> EXERCISE GOAL
Read the data below. Every line holding the string "water" must be copied.

> RECORDS SUPPLIED
────────────────────────────────────────
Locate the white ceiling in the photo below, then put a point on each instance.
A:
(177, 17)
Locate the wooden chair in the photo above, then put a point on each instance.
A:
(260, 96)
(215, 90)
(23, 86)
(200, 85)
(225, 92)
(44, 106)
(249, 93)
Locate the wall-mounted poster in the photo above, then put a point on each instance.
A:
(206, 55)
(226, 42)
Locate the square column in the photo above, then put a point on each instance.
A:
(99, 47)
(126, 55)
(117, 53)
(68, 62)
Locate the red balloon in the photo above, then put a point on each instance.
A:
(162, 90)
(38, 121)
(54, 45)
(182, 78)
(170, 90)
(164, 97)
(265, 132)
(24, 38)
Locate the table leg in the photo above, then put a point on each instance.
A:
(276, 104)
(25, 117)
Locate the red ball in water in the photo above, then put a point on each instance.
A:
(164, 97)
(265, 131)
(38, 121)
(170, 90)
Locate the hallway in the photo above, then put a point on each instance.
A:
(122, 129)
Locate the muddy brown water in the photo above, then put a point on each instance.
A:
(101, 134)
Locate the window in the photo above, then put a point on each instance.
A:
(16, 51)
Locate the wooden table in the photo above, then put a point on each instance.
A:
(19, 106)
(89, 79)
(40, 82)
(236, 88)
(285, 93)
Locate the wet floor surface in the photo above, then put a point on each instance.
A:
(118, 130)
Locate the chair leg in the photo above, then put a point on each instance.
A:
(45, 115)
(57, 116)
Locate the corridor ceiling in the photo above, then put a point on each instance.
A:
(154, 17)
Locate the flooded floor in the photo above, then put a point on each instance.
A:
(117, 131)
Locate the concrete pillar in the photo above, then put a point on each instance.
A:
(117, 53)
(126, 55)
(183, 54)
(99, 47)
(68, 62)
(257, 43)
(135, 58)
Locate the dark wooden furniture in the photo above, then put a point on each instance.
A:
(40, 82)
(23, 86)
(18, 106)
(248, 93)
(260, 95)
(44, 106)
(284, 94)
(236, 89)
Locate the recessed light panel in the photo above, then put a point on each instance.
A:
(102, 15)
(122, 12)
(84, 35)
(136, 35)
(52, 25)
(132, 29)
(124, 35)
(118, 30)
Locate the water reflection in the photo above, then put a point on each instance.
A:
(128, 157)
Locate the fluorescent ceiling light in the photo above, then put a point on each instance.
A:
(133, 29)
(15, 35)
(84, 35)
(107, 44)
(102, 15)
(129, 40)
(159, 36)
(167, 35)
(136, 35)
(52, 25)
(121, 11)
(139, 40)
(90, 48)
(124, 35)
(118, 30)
────────────────────────────────────────
> EXPECTED ANSWER
Locate the red ball in water in the photo above, then put a point on each instance.
Locate the muddy brown water in the photo above, then put a point on each instance.
Locate the water reflection in the photo above, then put a point on each instance.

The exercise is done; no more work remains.